## READING TEXT
(begin)
NVIDIA / mellotron

Mellotron: a multispeaker voice synthesis model based on Tacotron 2 GST that can make a voice emote and sing without emotive or singing training data
BSD 3-Clause "New" or "Revised" License
853 stars 187 forks source link

parse_output error with Blizzard2013 data #104

Open jinhonglu opened 2 years ago

jinhonglu commented 2 years ago

Hi, I am trying to run mellotron on Blizzard2013 dataset, I aligned the audio with some alignment tool, where each resulted audio is about 15-25s long.

However, I am facing parse_output error as

Traceback (most recent call last):
  File "train.py", line 286, in <module>
    args.warm_start, args.n_gpus, args.rank, args.group_name, hparams)
  File "train.py", line 210, in train
    y_pred = model(x)
  File "Desktop/py3_env/lib/python3.6/site-packages/torch/nn/modules/module.py", line 550, in __call__
    result = self.forward(*input, **kwargs)
  File "Desktop/py3_env/lib/python3.6/site-packages/torch/nn/parallel/data_parallel.py", line 155, in forward
    outputs = self.parallel_apply(replicas, inputs, kwargs)
  File "Desktop/py3_env/lib/python3.6/site-packages/torch/nn/parallel/data_parallel.py", line 165, in parallel_apply
    return parallel_apply(replicas, inputs, kwargs, self.device_ids[:len(replicas)])
  File "Desktop/py3_env/lib/python3.6/site-packages/torch/nn/parallel/parallel_apply.py", line 85, in parallel_apply
  File "Desktop/py3_env/lib/python3.6/site-packages/torch/_utils.py", line 395, in reraise
    raise self.exc_type(msg)
RuntimeError: Caught RuntimeError in replica 1 on device 5.
Original Traceback (most recent call last):
  File "Desktop/py3_env/lib/python3.6/site-packages/torch/nn/parallel/parallel_apply.py", line 60, in _worker
    output = module(*input, **kwargs)
(end)
## PROVIDED INFORMATION
(begin)
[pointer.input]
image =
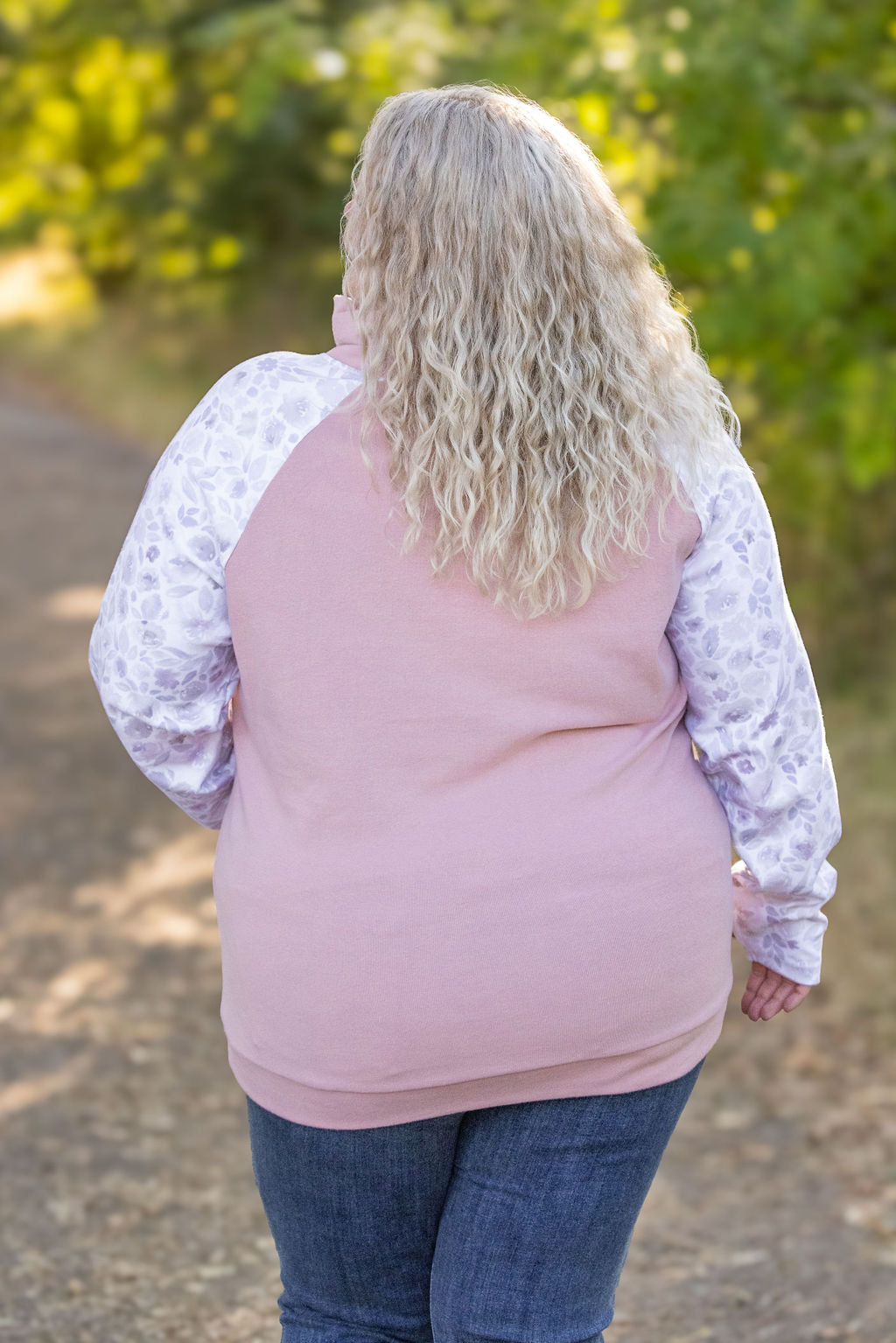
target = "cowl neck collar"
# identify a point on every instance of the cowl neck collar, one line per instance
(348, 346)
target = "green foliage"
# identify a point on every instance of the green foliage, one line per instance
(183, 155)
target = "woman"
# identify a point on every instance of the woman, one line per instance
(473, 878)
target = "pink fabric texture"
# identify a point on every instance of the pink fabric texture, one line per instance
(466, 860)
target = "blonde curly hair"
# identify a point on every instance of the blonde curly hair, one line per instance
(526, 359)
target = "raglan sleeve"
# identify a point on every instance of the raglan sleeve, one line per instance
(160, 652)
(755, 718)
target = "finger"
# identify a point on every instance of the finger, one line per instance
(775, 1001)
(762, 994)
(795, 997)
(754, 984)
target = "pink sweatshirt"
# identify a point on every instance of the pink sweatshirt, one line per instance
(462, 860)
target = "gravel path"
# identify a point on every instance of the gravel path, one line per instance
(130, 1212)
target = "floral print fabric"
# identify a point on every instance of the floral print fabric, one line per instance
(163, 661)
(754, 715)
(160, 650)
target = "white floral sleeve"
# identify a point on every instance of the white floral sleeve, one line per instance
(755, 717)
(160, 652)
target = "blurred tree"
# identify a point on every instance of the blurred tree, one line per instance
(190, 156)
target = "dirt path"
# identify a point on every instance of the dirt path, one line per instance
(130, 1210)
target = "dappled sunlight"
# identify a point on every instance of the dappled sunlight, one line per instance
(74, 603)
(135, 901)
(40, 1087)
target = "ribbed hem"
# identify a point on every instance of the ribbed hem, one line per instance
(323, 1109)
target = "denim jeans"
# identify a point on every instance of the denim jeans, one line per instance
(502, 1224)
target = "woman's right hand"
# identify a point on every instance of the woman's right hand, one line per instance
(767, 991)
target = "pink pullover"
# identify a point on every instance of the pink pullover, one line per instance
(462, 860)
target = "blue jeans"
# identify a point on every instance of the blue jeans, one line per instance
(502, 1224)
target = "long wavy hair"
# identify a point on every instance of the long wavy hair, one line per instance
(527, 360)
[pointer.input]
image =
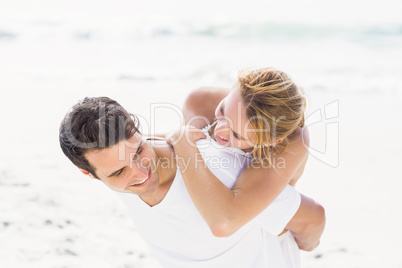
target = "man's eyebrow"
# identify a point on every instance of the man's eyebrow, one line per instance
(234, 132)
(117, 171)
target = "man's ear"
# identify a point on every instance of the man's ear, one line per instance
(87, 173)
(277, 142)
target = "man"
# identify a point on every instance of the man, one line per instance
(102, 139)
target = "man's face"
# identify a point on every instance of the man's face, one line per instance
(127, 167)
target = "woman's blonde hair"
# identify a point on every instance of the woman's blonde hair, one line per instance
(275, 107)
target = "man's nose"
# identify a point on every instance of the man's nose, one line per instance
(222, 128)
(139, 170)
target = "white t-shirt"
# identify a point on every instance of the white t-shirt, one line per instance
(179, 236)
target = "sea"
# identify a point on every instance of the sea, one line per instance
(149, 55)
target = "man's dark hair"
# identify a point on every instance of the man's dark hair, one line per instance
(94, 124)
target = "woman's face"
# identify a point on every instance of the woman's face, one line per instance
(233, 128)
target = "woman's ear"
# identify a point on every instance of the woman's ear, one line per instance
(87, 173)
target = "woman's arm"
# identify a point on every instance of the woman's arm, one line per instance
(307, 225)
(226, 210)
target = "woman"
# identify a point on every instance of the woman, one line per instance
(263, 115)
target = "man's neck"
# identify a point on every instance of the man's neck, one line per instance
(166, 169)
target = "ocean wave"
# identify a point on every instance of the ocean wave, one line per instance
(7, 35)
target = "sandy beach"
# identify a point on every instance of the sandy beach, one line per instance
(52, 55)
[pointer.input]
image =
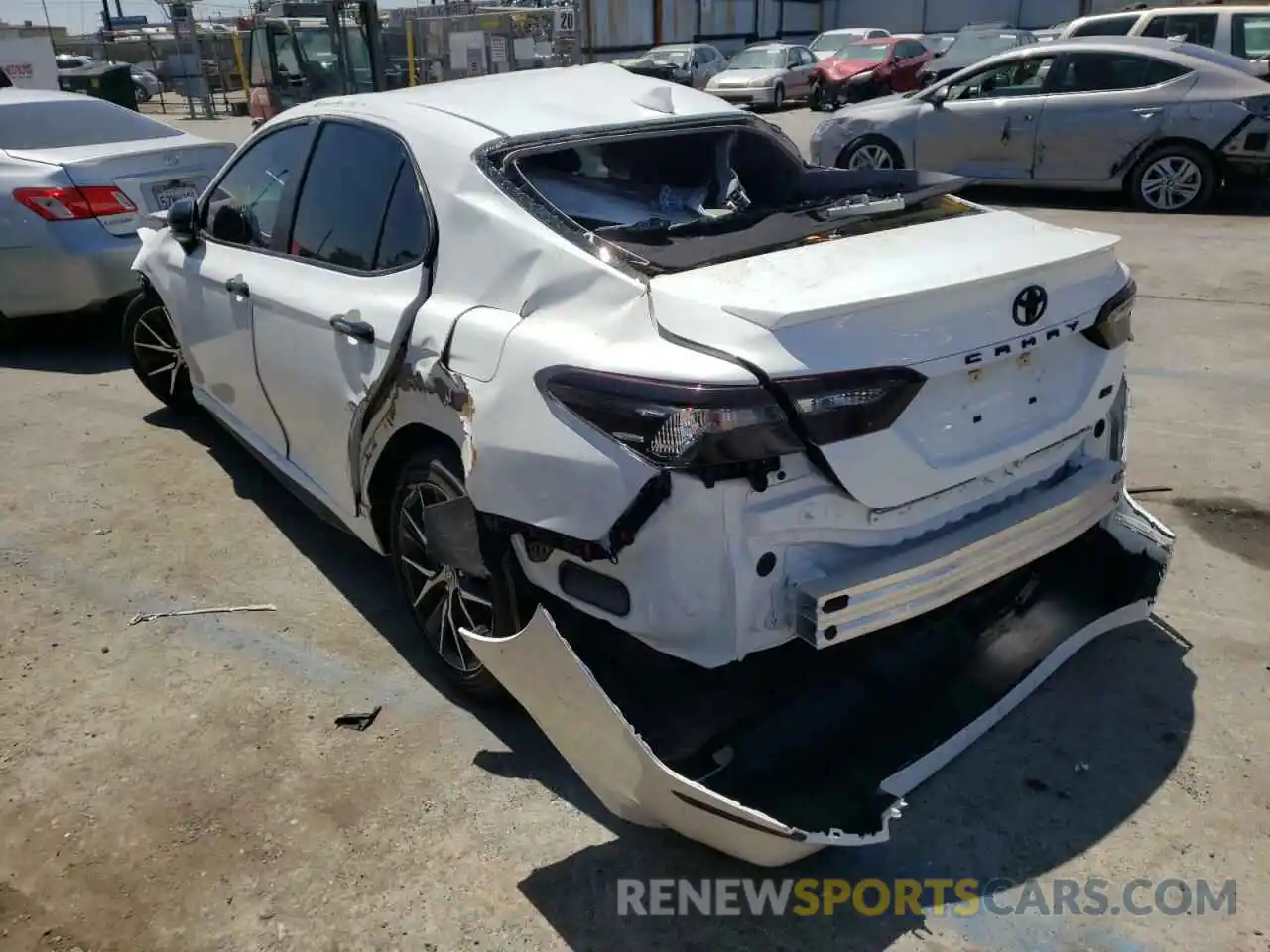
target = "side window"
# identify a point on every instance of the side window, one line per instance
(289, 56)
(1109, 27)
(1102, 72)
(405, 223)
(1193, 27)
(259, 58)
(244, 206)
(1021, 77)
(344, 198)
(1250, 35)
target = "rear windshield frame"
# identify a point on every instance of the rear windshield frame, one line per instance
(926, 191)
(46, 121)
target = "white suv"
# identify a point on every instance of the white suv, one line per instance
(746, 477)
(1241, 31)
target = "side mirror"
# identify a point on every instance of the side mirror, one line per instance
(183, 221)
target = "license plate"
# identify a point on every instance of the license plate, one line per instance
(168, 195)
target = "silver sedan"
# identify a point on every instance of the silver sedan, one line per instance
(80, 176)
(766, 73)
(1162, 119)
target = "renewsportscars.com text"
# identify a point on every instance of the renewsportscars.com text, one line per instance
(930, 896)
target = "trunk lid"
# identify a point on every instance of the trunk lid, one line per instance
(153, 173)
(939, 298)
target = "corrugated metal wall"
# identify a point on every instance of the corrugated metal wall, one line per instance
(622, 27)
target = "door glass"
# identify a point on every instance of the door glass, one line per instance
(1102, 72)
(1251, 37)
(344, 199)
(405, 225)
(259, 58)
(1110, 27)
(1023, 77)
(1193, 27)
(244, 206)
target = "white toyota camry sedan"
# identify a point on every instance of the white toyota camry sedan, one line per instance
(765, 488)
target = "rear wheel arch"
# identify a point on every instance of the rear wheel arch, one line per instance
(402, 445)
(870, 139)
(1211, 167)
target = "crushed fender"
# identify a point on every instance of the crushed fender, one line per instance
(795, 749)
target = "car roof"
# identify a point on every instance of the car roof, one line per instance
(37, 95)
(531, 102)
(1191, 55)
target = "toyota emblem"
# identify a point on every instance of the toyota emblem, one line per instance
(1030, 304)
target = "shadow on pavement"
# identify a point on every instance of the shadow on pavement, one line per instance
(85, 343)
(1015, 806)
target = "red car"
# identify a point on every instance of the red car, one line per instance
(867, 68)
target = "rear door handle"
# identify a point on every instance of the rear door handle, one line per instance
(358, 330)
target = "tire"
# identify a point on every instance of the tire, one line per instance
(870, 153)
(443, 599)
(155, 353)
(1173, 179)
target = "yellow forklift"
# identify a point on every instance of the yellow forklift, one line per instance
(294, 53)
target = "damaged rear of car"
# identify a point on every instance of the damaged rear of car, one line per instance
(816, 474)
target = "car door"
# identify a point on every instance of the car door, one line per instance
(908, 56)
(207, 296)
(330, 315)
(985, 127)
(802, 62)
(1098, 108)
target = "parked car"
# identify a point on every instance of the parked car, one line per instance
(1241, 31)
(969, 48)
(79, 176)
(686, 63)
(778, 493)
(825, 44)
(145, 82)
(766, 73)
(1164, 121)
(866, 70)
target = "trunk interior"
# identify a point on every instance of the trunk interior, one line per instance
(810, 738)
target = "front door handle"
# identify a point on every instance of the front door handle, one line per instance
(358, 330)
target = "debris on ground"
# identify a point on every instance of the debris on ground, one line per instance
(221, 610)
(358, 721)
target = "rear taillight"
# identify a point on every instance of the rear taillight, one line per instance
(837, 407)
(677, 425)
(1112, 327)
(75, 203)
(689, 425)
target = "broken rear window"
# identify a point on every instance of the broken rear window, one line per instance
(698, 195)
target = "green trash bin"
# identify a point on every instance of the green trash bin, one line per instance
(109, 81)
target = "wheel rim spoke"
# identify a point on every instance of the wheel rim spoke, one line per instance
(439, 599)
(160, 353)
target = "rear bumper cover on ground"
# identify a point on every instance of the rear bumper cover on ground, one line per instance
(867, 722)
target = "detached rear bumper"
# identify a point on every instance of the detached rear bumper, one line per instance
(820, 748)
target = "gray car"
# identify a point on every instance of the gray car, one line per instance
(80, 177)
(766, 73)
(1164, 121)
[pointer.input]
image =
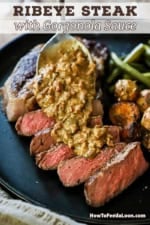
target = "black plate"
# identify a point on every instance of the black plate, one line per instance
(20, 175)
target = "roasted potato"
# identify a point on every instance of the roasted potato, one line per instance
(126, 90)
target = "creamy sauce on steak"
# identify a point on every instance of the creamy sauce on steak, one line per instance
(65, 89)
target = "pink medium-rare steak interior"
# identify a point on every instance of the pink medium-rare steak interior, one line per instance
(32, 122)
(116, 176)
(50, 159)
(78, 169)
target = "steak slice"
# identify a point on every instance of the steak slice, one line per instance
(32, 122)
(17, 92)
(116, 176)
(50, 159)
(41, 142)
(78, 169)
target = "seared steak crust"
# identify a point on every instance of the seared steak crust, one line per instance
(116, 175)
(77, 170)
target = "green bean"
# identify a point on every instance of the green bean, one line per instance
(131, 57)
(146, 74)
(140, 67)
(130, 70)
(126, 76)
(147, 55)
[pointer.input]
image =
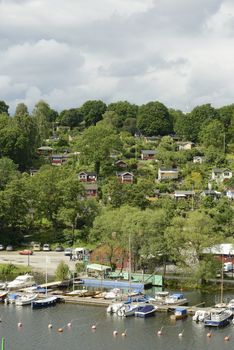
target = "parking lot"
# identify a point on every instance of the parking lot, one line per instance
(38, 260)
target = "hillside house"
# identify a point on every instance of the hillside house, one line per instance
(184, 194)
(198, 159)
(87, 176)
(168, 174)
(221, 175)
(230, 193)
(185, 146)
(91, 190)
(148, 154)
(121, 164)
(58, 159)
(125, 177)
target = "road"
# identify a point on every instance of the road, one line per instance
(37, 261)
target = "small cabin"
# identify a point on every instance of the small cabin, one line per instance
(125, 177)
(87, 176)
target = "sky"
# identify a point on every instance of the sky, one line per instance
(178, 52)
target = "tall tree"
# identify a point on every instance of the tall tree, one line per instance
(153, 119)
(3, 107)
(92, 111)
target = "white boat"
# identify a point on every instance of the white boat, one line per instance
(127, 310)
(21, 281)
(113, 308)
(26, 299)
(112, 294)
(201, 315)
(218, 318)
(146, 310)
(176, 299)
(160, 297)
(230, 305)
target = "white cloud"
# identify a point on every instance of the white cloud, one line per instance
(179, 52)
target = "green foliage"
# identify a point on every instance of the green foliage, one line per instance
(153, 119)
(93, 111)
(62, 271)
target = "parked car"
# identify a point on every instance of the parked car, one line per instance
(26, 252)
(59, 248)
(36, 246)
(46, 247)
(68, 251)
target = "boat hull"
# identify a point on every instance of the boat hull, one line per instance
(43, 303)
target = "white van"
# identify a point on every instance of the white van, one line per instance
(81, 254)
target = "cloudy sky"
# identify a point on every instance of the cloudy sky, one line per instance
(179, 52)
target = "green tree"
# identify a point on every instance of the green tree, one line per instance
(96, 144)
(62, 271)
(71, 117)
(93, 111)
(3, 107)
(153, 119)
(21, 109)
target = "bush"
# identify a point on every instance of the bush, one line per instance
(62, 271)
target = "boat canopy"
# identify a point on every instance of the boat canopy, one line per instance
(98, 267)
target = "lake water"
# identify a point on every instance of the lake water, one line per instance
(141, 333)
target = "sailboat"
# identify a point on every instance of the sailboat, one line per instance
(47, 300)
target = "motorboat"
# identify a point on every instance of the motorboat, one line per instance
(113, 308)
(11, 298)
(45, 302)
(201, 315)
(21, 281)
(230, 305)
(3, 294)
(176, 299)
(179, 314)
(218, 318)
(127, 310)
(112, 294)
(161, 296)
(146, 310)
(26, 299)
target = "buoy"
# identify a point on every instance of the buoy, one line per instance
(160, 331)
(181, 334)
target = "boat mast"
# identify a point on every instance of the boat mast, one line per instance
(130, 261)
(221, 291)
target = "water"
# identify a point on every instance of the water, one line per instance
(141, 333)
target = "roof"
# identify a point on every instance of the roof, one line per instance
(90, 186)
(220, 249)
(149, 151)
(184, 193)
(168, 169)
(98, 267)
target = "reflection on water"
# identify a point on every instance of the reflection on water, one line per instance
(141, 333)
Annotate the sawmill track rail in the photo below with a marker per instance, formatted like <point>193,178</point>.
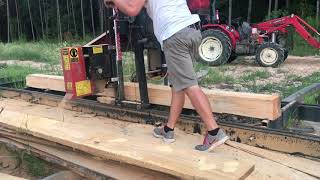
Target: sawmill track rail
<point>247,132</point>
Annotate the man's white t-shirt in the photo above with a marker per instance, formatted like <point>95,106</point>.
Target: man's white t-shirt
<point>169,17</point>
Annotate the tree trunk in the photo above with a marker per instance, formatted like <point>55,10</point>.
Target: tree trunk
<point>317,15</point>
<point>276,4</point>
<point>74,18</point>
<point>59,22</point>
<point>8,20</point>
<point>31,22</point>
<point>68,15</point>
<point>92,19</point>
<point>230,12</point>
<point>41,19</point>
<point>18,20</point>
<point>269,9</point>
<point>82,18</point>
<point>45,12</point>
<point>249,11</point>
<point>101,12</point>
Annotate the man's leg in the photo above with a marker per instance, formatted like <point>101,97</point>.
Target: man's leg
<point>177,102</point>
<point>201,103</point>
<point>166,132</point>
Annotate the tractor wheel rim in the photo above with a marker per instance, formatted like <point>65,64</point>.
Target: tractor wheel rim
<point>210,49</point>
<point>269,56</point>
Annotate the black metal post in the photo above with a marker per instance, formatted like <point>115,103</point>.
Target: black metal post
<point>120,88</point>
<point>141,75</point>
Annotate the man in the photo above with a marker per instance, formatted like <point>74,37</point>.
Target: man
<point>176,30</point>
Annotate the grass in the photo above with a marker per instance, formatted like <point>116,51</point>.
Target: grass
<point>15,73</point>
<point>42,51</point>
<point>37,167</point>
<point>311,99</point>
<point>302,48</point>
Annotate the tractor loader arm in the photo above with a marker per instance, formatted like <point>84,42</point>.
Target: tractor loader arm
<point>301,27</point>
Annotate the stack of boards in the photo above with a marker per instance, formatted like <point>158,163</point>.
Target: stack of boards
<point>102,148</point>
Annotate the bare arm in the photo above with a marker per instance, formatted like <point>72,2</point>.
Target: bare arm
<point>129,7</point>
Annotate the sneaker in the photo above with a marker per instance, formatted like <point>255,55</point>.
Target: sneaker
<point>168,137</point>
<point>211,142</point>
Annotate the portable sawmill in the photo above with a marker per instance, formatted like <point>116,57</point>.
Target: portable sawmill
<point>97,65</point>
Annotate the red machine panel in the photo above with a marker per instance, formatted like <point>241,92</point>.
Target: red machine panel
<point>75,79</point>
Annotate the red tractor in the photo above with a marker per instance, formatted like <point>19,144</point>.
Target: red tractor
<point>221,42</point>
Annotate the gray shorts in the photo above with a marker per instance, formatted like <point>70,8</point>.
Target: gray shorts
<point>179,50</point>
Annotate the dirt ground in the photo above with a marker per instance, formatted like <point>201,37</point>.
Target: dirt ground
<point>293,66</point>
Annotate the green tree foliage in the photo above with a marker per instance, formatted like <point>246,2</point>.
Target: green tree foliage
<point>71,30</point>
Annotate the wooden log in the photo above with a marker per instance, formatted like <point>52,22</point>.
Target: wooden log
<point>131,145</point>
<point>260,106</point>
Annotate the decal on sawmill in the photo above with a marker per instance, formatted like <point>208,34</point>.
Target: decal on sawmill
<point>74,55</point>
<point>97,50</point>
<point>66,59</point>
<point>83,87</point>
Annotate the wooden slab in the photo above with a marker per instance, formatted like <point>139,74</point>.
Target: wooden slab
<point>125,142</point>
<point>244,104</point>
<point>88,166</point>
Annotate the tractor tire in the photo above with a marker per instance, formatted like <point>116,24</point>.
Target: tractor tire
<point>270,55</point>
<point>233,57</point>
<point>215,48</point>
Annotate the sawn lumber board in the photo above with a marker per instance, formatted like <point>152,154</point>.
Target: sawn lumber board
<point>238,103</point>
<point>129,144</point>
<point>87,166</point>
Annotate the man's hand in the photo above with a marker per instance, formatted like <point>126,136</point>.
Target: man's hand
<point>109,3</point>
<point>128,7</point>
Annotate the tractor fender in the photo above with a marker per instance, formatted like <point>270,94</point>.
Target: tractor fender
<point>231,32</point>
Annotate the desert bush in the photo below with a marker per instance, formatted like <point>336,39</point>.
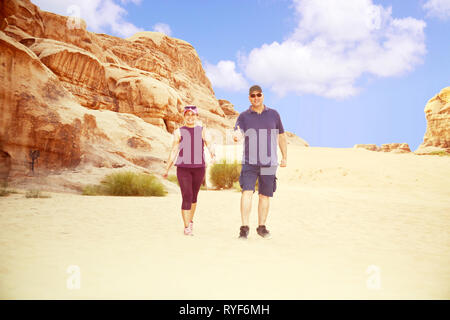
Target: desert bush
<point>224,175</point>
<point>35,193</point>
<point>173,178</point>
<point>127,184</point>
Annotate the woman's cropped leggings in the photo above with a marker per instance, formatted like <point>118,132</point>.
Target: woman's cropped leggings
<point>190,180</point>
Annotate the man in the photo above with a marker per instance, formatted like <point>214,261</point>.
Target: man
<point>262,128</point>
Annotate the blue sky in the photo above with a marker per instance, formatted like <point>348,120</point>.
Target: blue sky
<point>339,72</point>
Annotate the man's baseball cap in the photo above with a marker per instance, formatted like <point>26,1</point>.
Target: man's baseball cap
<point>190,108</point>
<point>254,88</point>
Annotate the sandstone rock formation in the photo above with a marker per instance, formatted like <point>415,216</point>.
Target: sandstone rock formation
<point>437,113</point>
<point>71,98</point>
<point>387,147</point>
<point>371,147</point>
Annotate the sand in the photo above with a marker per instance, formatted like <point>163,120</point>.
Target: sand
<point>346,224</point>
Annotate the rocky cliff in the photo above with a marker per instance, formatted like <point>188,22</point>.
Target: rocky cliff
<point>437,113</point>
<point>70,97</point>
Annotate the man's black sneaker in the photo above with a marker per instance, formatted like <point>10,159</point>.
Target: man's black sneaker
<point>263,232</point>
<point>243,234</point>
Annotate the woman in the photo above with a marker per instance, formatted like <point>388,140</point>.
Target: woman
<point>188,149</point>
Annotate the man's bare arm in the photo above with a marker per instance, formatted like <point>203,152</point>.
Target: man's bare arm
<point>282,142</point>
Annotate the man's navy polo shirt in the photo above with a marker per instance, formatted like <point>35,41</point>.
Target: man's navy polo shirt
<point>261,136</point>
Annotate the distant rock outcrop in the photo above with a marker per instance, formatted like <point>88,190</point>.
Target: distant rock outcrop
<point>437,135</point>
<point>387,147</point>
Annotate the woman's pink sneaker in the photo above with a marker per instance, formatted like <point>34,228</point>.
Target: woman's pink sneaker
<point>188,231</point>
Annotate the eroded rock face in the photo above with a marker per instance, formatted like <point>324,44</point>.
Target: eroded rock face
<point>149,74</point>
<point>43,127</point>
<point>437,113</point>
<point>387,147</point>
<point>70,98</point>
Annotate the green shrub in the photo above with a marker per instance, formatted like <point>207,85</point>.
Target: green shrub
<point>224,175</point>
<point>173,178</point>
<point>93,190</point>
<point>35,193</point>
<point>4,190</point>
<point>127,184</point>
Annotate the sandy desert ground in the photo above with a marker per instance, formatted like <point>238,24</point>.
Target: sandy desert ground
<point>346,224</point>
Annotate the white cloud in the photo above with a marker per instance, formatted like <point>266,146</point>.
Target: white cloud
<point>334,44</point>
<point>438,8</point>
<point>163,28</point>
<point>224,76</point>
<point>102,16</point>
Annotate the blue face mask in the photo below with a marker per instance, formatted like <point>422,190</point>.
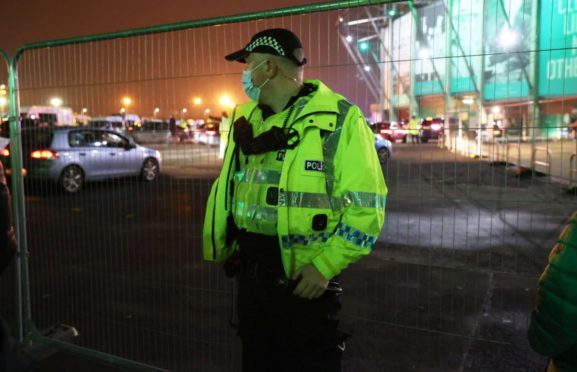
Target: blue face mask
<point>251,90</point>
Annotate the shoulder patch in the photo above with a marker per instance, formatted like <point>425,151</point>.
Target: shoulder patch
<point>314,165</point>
(end)
## TASK SET
(1) Reproduce the part of the mellotron issue from "However, I am" to "inputs, kwargs, self.device_ids[:len(replicas)])".
(2) Using the mellotron issue, decide whether each statement agrees with it. Answer yes or no and quote the deciding words.
(a) After alignment, each audio clip was about 15 to 25 seconds long.
(b) The project is released under the MIT License.
(c) The error was caught in replica 0 on device 1.
(3) Extend the mellotron issue, starting after its last line.

## THE ANSWERS
(1)
However, I am facing parse_output error as

Traceback (most recent call last):
  File "train.py", line 286, in <module>
    args.warm_start, args.n_gpus, args.rank, args.group_name, hparams)
  File "train.py", line 210, in train
    y_pred = model(x)
  File "Desktop/py3_env/lib/python3.6/site-packages/torch/nn/modules/module.py", line 550, in __call__
    result = self.forward(*input, **kwargs)
  File "Desktop/py3_env/lib/python3.6/site-packages/torch/nn/parallel/data_parallel.py", line 155, in forward
    outputs = self.parallel_apply(replicas, inputs, kwargs)
  File "Desktop/py3_env/lib/python3.6/site-packages/torch/nn/parallel/data_parallel.py", line 165, in parallel_apply
    return parallel_apply(replicas, inputs, kwargs, self.device_ids[:len(replicas)])

(2)
(a) Yes: "each resulted audio is about 15-25s long"
(b) No: "BSD 3-Clause "New" or "Revised" License"
(c) No: "Caught RuntimeError in replica 1 on device 5."

(3)
  File "Desktop/py3_env/lib/python3.6/site-packages/torch/nn/modules/module.py", line 550, in __call__
    result = self.forward(*input, **kwargs)
  File "Desktop/PDAEmotion/mellotron/model.py", line 632, in forward
  File "Desktop/PDAEmotion/mellotron/model.py", line 603, in parse_output
    outputs[0].data.masked_fill_(mask, 0.0)
RuntimeError: The expanded size of the tensor (891) must match the existing size (349) at non-singleton dimension 2.  Target sizes: [16, 80, 891].  Tensor sizes: [16, 80, 349]

I am reading the paper and know that the actual implementation uses audio that is less than 10s. I just wonder this problem is caused by the length of the audio in my dataset? Or not?

How should I fix this?

Also, I changed some of the code to support multi-GPUs with DataParalle

def load_model(hparams):
  device = torch.device('cuda:4')
  model = Tacotron2(hparams).to(device)
  if hparams.fp16_run:
      model.decoder.attention_layer.score_mask_value = finfo('float16').min

  if torch.cuda.device_count() > 1:
      model = DataParallel(model, device_ids=[4, 5])
return model

Thank you.